Among the entries below, find the line with "bread slice? Mark that spot.", then quote it and each following line up to and including the line with "cucumber slice? Mark that spot.", and nothing else.

═══ Entries provided

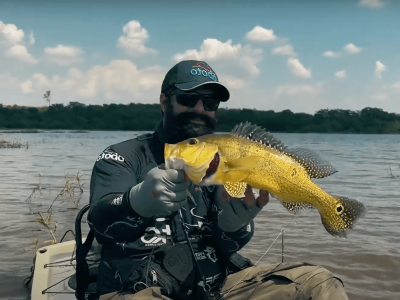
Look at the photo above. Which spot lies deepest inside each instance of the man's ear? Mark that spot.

══════
═══ Entries provided

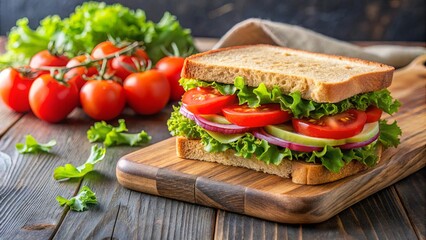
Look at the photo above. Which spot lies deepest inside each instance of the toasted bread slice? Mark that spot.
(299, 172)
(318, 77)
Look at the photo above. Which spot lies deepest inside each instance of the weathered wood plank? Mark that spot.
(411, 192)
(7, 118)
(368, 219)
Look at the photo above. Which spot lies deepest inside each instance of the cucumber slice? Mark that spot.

══════
═══ Entries provided

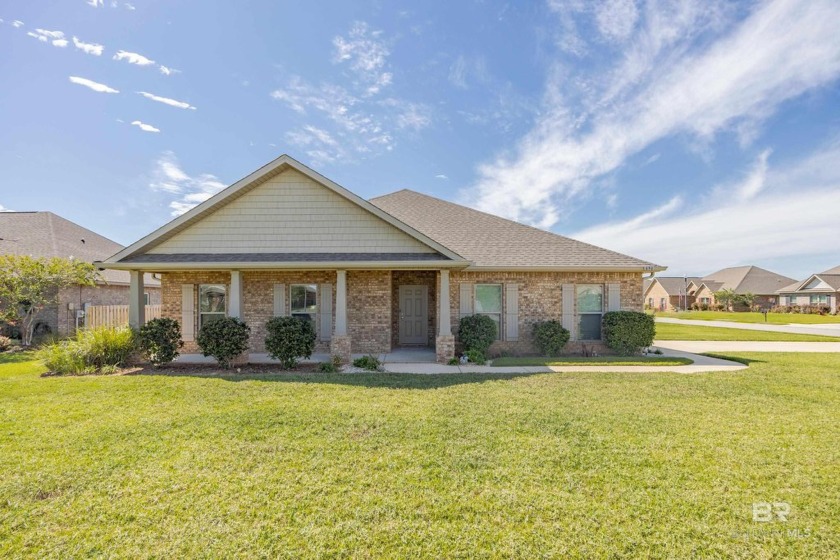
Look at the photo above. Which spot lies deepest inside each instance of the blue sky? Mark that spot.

══════

Task output:
Look at the photo above. Which spot lies deepest inside each instance of the toasted bread slice? Mark that spot.
(299, 172)
(318, 77)
Look at the photo above. Which spot lies deepest inside each instance of the weathered wood plank? Mark that spot.
(411, 192)
(7, 118)
(368, 219)
Look at the photo above. Which spot lies deepest inside each instance of the cucumber slice? Mark that spot.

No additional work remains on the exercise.